• **Extracto del documento**
+ + + + +

La neurología nos explica que la curiosidad mantiene la salud de nuestro cerebro y previene su deterioro. Si es la primera fortaleza humana, no en vano la segunda es el amor por el conocimiento. La curiosidad actúa como impulsora del aprendizaje.
El ser humano está diseñado para ser curioso. No hay duda. Somos seres inquisitivos que nos hacemos preguntas poderosas desde niños y, si no percibimos sus “regalos” en edad adulta, es porque la tenemos dormida. Pero no hay que alarmarse, pues la curiosidad se potencia, se trabaja y se desarrolla.
Las investigaciones del neurocientífico Matthias Grüber no solo son clarificadoras al respecto, sino que su contenido debería compartirse entre los padres, madres, maestros y profesores, para activar el aprendizaje de los más pequeños.
Matthias Gruber ha estudiado el cerebro a través de tomografías computerizadas (una clase de escáner) para detectar qué áreas de este se activan cuando entra en “modo curiosidad”: son el núcleo caudado izquierdo, las circunvoluciones del hipocampo y el córtex prefrontal. O de otra forma, las zonas que activan el aprendizaje, la motivación y la memoria.
No solo en niños y adolescentes, la curiosidad es el motor del aprendizaje también en edad adulta, por ello cualquier formador debe de estimularla si desea que su materia llegue a su audiencia.
Tomografía computerizada del cerebro.

+ + + + +

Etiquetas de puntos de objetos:
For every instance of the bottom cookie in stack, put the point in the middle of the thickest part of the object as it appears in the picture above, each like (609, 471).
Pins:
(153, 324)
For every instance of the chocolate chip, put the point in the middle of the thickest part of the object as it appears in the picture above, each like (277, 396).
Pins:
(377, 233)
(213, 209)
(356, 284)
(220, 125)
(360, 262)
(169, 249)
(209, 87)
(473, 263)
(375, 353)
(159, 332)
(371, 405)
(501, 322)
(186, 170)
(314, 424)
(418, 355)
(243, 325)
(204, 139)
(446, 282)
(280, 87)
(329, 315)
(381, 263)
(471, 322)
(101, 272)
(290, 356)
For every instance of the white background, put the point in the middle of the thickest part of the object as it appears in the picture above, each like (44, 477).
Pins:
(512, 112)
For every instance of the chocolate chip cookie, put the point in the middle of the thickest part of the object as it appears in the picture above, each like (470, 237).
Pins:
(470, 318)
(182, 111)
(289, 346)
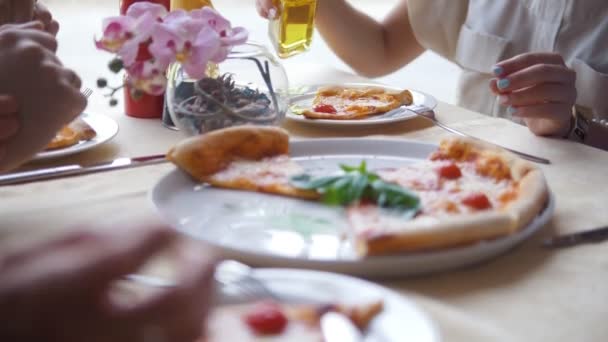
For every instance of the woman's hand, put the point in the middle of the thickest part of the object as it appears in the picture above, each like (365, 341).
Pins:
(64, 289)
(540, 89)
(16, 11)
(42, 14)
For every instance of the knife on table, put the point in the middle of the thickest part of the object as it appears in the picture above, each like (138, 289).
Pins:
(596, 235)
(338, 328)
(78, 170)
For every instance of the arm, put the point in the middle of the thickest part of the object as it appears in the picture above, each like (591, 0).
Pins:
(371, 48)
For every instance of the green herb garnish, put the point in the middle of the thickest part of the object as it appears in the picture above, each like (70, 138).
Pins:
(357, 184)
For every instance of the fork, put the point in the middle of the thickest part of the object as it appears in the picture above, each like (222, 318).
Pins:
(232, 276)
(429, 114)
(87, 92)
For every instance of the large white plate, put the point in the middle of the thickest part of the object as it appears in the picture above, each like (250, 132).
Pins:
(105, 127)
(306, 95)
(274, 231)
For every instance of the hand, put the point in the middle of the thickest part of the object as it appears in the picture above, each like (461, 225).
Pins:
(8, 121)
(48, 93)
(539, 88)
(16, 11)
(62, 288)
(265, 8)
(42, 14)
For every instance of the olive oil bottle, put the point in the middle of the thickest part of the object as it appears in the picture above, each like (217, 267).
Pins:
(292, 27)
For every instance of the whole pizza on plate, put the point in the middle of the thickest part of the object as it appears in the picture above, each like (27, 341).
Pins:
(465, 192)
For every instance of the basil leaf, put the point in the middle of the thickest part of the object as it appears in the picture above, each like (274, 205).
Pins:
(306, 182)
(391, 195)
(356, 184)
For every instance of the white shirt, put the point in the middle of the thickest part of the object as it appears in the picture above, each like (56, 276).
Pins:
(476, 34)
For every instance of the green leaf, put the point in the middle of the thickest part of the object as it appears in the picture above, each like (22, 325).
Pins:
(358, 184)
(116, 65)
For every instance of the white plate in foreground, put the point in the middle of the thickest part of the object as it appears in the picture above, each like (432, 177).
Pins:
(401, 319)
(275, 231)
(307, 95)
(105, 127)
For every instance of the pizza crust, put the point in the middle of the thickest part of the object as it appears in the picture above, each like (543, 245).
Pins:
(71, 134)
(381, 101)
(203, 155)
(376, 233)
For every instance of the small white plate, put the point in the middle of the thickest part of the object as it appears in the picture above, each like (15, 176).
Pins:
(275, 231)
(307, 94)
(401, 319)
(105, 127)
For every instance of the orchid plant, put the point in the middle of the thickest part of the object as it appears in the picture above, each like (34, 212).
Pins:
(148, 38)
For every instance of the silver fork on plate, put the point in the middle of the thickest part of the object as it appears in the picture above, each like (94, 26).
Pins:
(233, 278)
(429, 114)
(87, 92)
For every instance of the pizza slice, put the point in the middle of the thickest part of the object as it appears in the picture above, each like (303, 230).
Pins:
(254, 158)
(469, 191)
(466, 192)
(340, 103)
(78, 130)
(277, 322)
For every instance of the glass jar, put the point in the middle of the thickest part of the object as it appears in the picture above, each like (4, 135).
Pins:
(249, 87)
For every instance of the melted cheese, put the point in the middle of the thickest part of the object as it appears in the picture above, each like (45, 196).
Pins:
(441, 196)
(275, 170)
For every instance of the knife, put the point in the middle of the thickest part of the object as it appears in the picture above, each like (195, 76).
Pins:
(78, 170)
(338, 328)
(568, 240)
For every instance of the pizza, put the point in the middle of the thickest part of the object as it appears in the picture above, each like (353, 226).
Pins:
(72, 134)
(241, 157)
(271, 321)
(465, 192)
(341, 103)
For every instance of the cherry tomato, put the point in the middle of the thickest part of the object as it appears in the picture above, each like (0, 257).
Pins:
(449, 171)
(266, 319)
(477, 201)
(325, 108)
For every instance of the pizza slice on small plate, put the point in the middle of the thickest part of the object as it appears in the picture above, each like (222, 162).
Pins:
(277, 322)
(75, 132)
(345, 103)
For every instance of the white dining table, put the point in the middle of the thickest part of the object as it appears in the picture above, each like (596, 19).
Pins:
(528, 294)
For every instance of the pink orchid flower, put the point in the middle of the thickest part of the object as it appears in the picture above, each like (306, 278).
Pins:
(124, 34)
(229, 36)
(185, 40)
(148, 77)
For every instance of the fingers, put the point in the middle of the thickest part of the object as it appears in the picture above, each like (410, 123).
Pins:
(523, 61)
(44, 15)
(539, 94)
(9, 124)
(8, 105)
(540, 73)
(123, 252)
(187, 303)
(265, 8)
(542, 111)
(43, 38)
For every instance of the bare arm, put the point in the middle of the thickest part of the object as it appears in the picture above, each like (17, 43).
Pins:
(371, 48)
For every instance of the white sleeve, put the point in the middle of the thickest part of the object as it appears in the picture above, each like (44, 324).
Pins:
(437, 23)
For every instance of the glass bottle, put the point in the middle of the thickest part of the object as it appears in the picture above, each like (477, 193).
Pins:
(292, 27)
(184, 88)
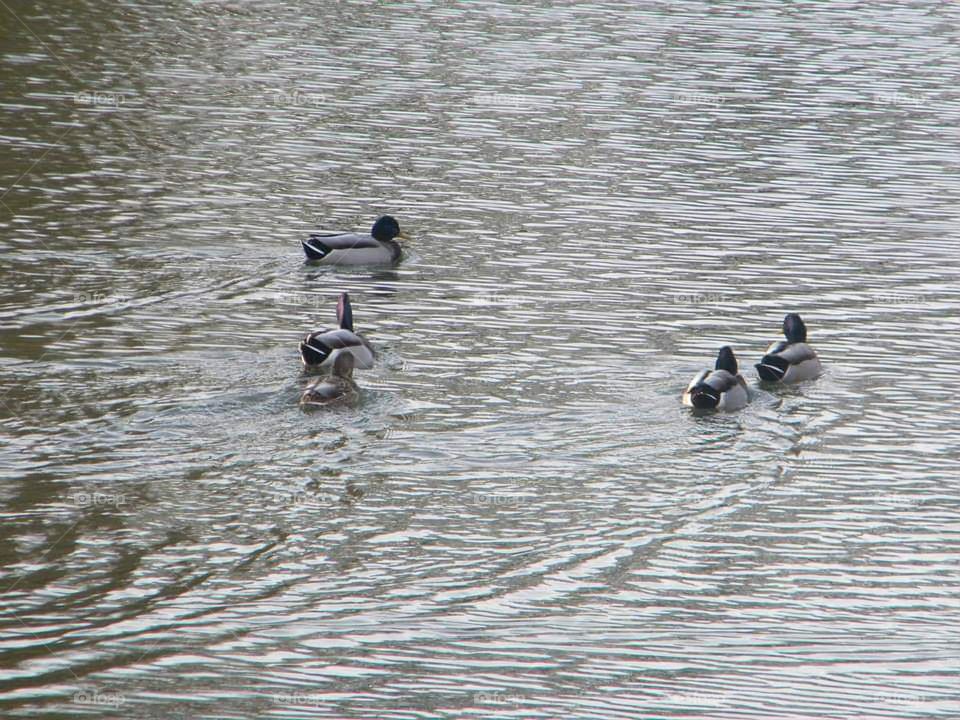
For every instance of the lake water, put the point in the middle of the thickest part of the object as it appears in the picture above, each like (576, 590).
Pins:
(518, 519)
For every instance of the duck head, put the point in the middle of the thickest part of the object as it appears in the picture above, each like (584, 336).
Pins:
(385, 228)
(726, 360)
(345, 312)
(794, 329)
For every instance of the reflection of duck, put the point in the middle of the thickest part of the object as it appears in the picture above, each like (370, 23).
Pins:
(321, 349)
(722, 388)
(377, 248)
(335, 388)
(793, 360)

+ + + + +

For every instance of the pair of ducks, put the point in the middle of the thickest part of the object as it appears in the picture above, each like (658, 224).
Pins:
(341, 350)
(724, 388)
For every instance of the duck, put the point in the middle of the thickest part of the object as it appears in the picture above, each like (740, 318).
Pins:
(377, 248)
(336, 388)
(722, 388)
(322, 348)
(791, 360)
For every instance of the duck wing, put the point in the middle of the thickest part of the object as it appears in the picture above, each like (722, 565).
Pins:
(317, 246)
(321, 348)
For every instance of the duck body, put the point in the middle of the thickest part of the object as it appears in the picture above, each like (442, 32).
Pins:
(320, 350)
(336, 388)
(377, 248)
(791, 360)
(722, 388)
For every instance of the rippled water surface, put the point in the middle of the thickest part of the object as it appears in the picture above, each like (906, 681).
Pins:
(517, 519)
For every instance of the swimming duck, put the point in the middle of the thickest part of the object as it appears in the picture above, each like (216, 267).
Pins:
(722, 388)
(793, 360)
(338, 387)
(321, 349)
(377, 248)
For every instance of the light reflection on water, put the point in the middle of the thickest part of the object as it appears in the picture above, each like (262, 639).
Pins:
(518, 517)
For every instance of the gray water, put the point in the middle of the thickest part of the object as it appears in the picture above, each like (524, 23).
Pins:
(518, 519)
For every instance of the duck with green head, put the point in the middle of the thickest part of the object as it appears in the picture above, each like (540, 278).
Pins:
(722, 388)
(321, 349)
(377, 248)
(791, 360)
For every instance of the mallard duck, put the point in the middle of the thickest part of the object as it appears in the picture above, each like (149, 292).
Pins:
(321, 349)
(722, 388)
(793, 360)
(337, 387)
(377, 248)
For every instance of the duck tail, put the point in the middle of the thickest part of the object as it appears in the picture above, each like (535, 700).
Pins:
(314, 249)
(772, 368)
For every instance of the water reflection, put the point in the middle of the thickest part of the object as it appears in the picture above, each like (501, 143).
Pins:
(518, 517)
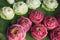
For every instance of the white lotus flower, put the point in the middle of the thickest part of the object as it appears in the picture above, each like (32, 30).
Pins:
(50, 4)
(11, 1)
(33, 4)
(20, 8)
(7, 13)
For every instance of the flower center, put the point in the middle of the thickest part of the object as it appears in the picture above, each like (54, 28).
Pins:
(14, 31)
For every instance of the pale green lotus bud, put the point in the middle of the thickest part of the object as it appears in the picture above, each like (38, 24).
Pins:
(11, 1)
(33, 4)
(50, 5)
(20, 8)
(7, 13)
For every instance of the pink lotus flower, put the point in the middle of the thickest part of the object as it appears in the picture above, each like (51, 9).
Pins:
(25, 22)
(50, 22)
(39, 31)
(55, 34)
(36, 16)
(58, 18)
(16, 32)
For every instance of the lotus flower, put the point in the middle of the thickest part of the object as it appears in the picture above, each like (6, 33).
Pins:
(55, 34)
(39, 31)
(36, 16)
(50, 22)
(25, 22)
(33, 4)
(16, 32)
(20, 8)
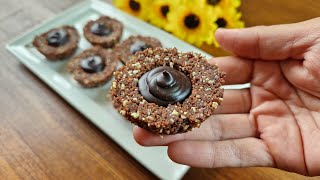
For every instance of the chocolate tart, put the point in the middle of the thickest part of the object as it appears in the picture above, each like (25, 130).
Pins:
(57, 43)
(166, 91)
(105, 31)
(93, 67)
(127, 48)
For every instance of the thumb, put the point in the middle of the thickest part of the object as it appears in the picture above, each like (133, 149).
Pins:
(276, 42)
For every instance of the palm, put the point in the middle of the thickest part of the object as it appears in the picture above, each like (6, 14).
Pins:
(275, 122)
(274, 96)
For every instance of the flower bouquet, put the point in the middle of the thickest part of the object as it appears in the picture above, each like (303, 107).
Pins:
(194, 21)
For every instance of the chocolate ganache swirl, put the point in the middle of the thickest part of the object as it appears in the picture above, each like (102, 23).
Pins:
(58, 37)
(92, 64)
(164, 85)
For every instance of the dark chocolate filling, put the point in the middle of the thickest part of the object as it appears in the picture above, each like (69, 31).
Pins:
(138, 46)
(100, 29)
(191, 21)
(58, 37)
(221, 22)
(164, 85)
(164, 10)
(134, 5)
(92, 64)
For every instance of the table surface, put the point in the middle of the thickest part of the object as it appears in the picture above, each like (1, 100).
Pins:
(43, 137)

+ + + + +

• **Tareas**
• A. Responde según el texto sobre la curiosidad:
(i) ¿Cuál es la segunda fortaleza humana?
(ii) ¿Qué áreas del cerebro se activan en "modo curiosidad"?
(iii) ¿Quién debe estimular la curiosidad si desea que su materia llegue a su audiencia?
• B. Reproduce literalmente el fragmento del texto sobre la curiosidad que empieza con "Las investigaciones del" y sigue hasta "computerizada del cerebro.".
No hace falta el material para nada de lo que sigue.

• **Soluciones**
• A.
(i) El amor por el conocimiento.
(ii) El núcleo caudado izquierdo, las circunvoluciones del hipocampo y el córtex prefrontal.
(iii) Cualquier formador.

• B.
Las investigaciones del neurocientífico Matthias Grüber no solo son clarificadoras al respecto, sino que su contenido debería compartirse entre los padres, madres, maestros y profesores, para activar el aprendizaje de los más pequeños.
Matthias Gruber ha estudiado el cerebro a través de tomografías computerizadas (una clase de escáner) para detectar qué áreas de este se activan cuando entra en “modo curiosidad”: son el núcleo caudado izquierdo, las circunvoluciones del hipocampo y el córtex prefrontal. O de otra forma, las zonas que activan el aprendizaje, la motivación y la memoria.
No solo en niños y adolescentes, la curiosidad es el motor del aprendizaje también en edad adulta, por ello cualquier formador debe de estimularla si desea que su materia llegue a su audiencia.
Tomografía computerizada del cerebro.